** START **

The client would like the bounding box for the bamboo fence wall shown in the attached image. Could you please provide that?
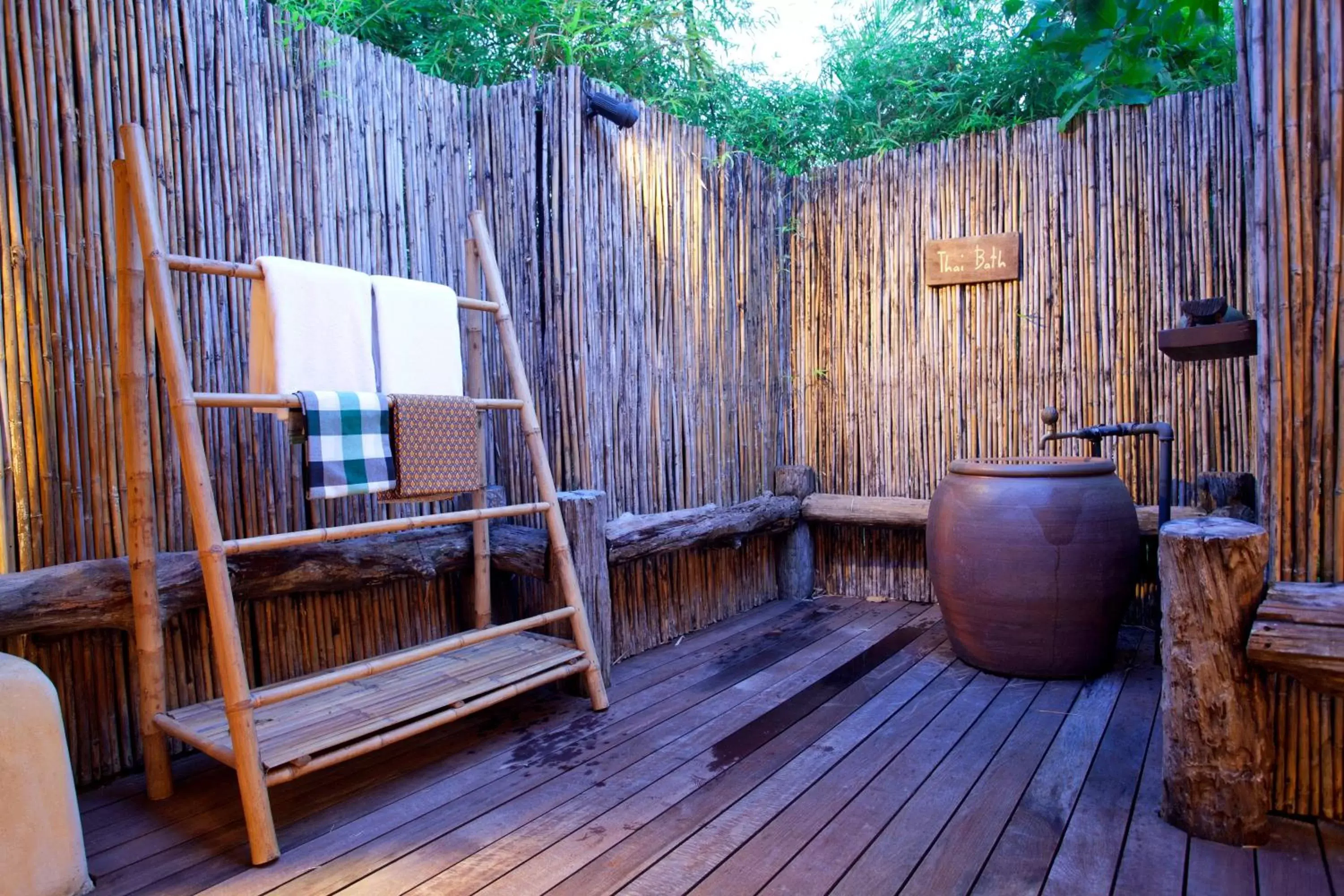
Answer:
[1236,0,1344,818]
[542,70,792,657]
[0,0,1322,813]
[0,0,542,780]
[0,0,789,782]
[792,87,1255,600]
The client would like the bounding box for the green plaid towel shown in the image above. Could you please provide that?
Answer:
[298,392,396,498]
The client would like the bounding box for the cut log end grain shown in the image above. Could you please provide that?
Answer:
[1157,517,1273,845]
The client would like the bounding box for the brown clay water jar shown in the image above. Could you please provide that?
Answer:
[927,457,1140,678]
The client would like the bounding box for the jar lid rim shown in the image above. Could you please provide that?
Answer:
[948,455,1116,478]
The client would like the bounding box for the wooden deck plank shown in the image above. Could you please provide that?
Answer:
[688,662,977,895]
[323,602,935,896]
[903,681,1082,896]
[1116,713,1189,896]
[1255,817,1333,896]
[1316,818,1344,892]
[481,614,941,896]
[79,599,812,864]
[972,630,1138,896]
[195,604,882,893]
[621,642,970,896]
[68,598,1274,896]
[1185,837,1257,896]
[831,680,1048,896]
[610,600,814,688]
[1042,642,1161,896]
[99,602,874,892]
[758,673,1007,893]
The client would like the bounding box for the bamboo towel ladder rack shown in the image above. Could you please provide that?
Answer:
[113,125,607,865]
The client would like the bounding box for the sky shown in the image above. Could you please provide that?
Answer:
[728,0,845,81]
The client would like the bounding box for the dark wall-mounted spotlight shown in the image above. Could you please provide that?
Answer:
[583,90,640,128]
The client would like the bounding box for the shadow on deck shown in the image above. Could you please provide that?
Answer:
[81,598,1344,896]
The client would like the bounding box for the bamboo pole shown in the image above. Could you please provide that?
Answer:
[192,392,523,411]
[121,125,280,865]
[470,210,607,711]
[464,239,492,629]
[220,501,552,556]
[113,161,172,799]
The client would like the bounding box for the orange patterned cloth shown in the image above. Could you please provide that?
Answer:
[379,395,481,501]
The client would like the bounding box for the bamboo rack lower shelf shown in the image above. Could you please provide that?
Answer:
[156,631,587,783]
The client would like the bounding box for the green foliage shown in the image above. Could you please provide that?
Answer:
[273,0,1235,173]
[1004,0,1236,128]
[276,0,749,97]
[825,0,1070,155]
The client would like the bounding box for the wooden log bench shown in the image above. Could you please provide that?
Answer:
[1246,582,1344,693]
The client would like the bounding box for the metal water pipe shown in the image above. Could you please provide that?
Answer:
[1040,407,1176,529]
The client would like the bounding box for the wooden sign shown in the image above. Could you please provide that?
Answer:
[925,234,1021,286]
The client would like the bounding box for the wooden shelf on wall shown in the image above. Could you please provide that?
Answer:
[1157,320,1258,362]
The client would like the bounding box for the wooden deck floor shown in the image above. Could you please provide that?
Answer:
[82,599,1344,896]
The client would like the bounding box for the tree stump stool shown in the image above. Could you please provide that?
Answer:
[1157,517,1271,846]
[0,653,93,896]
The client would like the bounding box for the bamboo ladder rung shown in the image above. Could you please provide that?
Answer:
[192,392,523,411]
[223,501,551,556]
[118,125,607,865]
[164,253,500,313]
[156,634,587,783]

** END **

Exercise task:
Copy all of the data above word for word, omitting the picture.

Task answer:
The client would like the bounding box for the bamboo fence wall shown in the attached image. Could you please provide that?
Answer:
[1236,0,1344,818]
[542,70,792,657]
[0,0,1322,813]
[0,0,542,780]
[0,0,789,782]
[792,87,1255,600]
The client would like the bounding box for the green plaid towel shown in the image above. Could you please provide that?
Answer:
[298,392,396,498]
The client would like the bounding box for the cut log end grain shown in the image above. Could you please provide that?
Answer:
[1157,517,1273,845]
The client would like the bounding box for the brown clay water jar shown in the image above. Could you please provide that?
Answer:
[927,457,1140,678]
The client would like the bounding box for the jar lid rim shown in the image above. Could you please provide that?
Answer:
[948,455,1116,478]
The client would like the bounding box for the wooden deck plank shown in the image above. Could you please provide that?
Answer:
[688,662,977,895]
[323,602,935,896]
[903,681,1082,896]
[1116,713,1189,896]
[1255,817,1333,896]
[1316,818,1344,892]
[481,614,941,896]
[79,599,812,864]
[972,630,1138,896]
[195,604,882,893]
[621,642,970,896]
[68,598,1274,896]
[1185,837,1257,896]
[831,680,1048,896]
[610,600,814,688]
[1042,642,1161,896]
[99,602,874,892]
[758,673,1007,893]
The client would like the bounding box for the bamboo towel ladder rack shown in the image above. Could you please provide that?
Answer:
[113,125,607,865]
The client would like the bounding box for the sky shown in the image above. Could you please provide that?
Answer:
[728,0,845,81]
The client would like the bounding box for the dark wall-mounted spotlight shown in the image above. Could you please provide that?
Answer:
[583,90,640,128]
The client would like the bounding box for the shadow on deck shown in the image above. Could you please provide that?
Answer:
[81,598,1344,896]
The client would like the bounding box for the bamboo pole shown in the image above. Could you please provide that?
Answer:
[192,392,523,411]
[121,125,280,865]
[470,210,607,711]
[464,239,492,629]
[220,501,552,556]
[113,161,172,799]
The client would like the bounding box for the orange patterned cloth shown in the image above. Could you please provide that?
Answer:
[379,395,481,501]
The client would like the bounding box for the bamboo rack lower shelf shown in the image above. Could you please provide that?
Answer:
[156,631,587,783]
The client would like the bounding box for the green foliage shown in the image above. Could you please provide that?
Answer:
[273,0,1235,173]
[1004,0,1236,128]
[276,0,749,97]
[825,0,1070,155]
The client would like the bounding box for the wooden log bench shown in the image above. Could you please provide that?
Answer:
[1246,582,1344,693]
The client would like the bounding box for the metal water pipe shown in the image above. Could you please provide that?
Answer:
[1040,407,1176,529]
The client would like the bounding box for the wooden sign shown in the image above. Could you please provide that?
Answer:
[925,234,1021,286]
The client would like the bounding box for the wooden shelf on wall shown in the image above. Could you please provide that?
Answer:
[1157,320,1258,362]
The client would like the bounding box for the wooden deck floor shown in the image above. Could you please provide that?
Answer:
[82,599,1344,896]
The client would like the bounding box for the tree stump stool shown in the image above. Could you please provide that?
Answer:
[1157,517,1271,846]
[0,653,93,896]
The client would like the bounding box for the bamboo ladder rung shown in the image above. Could you please provide that?
Answer:
[192,392,523,411]
[223,501,551,556]
[118,125,607,865]
[164,253,500,313]
[156,634,587,783]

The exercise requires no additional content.